Task to carry out: Scan the entries below and return each line that contains "gray".

Dataset entries
***

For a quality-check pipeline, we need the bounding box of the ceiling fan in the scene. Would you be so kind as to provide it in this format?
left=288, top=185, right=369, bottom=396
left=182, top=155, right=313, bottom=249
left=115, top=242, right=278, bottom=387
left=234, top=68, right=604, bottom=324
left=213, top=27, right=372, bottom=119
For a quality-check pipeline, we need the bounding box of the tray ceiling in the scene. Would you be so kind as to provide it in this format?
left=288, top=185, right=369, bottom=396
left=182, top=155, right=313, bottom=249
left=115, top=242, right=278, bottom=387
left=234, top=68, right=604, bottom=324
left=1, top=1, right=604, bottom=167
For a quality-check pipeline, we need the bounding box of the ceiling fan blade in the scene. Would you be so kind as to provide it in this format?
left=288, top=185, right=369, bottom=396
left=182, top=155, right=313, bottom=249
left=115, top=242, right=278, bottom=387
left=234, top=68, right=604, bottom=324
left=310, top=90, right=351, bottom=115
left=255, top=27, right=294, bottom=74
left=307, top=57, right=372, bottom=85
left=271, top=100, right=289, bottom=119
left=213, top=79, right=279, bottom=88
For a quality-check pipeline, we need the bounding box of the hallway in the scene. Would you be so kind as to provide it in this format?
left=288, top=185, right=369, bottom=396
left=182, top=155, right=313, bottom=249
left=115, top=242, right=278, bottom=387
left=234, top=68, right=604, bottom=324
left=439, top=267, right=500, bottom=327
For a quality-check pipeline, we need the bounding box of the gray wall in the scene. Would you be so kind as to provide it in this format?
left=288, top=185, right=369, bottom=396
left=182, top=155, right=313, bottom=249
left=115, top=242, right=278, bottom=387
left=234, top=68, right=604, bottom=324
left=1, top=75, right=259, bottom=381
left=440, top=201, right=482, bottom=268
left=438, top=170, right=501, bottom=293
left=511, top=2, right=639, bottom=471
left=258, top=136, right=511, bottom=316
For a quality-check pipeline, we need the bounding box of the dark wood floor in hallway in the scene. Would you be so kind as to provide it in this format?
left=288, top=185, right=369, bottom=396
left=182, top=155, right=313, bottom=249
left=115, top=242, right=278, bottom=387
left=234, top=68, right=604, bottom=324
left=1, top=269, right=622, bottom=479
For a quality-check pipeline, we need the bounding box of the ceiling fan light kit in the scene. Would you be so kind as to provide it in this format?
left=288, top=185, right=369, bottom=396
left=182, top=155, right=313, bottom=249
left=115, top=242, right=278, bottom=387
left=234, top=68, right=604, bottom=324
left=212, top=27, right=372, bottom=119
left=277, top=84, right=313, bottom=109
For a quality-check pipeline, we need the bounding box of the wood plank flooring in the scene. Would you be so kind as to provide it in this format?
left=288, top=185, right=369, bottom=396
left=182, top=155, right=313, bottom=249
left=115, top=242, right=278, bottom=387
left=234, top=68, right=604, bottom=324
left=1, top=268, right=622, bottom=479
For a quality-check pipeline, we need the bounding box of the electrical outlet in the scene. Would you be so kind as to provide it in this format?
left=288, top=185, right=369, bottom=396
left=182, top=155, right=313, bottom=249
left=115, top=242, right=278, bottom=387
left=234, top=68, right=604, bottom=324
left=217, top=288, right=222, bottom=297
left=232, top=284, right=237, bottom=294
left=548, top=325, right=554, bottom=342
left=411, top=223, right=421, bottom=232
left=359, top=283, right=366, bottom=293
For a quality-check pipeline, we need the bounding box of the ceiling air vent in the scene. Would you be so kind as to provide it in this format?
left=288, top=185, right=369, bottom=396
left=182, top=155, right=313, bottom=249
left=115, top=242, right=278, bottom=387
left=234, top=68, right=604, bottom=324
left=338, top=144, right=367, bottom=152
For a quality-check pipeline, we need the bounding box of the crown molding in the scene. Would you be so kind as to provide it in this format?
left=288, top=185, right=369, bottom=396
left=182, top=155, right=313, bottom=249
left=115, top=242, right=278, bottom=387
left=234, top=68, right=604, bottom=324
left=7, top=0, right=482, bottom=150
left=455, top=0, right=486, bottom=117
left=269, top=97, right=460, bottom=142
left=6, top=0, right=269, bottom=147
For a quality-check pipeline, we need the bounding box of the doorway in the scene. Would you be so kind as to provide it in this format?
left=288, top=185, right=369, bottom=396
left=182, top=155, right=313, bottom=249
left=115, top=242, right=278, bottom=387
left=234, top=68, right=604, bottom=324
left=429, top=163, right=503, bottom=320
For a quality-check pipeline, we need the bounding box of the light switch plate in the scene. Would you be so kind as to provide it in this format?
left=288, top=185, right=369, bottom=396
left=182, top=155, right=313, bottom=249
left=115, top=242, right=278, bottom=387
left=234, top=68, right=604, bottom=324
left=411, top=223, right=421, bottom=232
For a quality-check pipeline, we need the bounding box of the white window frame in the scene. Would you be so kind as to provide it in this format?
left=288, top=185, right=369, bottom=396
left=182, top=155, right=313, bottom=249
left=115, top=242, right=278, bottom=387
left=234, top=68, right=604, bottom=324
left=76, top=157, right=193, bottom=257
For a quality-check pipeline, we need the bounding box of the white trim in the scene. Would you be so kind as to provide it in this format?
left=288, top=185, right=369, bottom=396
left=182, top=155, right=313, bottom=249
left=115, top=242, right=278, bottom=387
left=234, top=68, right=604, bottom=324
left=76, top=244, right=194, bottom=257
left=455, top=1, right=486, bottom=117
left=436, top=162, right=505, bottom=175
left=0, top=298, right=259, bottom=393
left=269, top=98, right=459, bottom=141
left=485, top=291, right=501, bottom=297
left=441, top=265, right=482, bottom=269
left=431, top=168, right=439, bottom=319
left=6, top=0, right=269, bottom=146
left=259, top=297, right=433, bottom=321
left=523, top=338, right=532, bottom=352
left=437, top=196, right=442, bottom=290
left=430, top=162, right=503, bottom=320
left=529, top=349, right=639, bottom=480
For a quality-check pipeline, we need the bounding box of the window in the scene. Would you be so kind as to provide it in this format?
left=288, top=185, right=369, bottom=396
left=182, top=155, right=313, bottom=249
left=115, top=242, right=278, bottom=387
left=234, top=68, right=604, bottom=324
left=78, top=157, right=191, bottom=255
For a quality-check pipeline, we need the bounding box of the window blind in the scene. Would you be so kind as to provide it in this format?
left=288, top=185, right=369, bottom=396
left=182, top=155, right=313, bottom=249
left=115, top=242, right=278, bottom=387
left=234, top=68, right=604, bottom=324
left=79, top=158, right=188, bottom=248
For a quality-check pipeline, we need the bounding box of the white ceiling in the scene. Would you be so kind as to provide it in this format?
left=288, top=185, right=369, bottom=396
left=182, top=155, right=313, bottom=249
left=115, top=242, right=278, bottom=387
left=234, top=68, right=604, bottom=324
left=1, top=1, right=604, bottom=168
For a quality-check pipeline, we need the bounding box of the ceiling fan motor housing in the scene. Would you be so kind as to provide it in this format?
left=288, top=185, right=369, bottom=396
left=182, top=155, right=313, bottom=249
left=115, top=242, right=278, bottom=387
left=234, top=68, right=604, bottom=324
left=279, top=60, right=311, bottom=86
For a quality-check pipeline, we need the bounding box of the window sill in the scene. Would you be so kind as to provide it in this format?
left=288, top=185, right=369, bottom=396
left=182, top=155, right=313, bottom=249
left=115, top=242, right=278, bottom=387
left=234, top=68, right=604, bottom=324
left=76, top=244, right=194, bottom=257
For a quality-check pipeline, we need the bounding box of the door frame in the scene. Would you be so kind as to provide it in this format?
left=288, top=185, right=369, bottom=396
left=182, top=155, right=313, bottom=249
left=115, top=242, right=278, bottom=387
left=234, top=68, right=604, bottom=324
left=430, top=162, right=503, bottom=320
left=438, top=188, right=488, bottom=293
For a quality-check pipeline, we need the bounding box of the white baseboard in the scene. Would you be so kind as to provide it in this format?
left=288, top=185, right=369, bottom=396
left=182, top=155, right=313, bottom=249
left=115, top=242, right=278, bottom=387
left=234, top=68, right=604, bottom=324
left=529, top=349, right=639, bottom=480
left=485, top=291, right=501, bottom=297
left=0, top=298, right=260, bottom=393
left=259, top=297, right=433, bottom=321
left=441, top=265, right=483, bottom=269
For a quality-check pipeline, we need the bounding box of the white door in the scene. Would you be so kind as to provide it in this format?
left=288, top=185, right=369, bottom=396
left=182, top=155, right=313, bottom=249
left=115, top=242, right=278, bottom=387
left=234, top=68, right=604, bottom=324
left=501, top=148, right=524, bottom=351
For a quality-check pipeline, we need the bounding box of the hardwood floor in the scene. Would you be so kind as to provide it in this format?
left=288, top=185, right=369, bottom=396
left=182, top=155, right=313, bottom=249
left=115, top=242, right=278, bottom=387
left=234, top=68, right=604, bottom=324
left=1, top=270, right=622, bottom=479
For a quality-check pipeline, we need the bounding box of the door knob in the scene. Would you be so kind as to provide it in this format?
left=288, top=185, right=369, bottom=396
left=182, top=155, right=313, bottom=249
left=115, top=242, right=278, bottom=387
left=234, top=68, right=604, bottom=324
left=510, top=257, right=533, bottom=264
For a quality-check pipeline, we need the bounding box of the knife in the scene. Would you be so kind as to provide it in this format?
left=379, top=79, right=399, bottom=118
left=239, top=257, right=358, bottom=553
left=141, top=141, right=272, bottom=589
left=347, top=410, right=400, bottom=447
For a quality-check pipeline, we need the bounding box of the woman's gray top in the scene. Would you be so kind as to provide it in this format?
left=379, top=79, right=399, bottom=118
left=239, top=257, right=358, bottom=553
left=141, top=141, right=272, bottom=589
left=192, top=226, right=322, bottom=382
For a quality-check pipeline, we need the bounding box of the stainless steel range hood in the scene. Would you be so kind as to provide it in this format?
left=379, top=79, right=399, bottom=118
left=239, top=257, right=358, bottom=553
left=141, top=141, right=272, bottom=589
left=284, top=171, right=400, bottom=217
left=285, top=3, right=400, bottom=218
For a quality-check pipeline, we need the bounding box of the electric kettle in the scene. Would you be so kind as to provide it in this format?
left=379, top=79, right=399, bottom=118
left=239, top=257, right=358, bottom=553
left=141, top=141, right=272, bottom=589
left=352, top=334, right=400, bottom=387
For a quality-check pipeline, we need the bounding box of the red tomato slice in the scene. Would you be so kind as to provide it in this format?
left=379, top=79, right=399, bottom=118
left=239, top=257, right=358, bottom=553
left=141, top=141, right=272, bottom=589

***

Finished task:
For a quality-check pipeline, we need the bounding box of the gray wall in the scene. Would you be so kind as to provide it in this format?
For a quality-check pipeline, we need the bounding box of the woman's gray top in the scene. Would you be so kind as to provide it in this format?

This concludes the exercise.